[Dataset entries]
◆ ◆ ◆ ◆ ◆ ◆ ◆

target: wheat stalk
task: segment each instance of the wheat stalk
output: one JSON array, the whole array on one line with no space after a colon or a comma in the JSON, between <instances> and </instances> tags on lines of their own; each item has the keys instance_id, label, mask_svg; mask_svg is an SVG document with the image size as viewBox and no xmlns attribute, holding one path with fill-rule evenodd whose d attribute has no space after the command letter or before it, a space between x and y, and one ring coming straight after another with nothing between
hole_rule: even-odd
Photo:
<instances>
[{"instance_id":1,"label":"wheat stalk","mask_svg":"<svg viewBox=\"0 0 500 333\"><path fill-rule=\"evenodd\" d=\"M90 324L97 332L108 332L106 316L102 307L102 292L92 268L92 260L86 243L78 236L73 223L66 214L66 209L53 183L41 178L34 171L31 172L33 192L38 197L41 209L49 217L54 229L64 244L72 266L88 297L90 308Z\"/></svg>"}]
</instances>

◆ ◆ ◆ ◆ ◆ ◆ ◆

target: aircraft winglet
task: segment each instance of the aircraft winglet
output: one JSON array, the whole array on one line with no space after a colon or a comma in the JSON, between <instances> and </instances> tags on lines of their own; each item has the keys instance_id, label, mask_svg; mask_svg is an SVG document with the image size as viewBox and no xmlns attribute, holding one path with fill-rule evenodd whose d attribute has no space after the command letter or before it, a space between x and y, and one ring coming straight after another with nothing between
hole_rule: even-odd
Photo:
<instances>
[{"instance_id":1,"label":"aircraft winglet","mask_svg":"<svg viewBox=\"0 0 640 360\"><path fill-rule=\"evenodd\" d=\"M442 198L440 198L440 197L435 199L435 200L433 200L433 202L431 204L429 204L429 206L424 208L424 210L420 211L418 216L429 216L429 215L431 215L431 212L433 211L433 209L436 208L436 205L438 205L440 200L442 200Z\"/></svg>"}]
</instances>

◆ ◆ ◆ ◆ ◆ ◆ ◆

§ **WHAT YOU WILL DO**
Among the entries above, the line containing "target: aircraft winglet", the line containing "task: segment each instance of the aircraft", and all lines between them are to be restated word for word; nothing else belongs in the reply.

§ **SOLUTION TO THIS PROBLEM**
target: aircraft winglet
task: segment each instance of the aircraft winglet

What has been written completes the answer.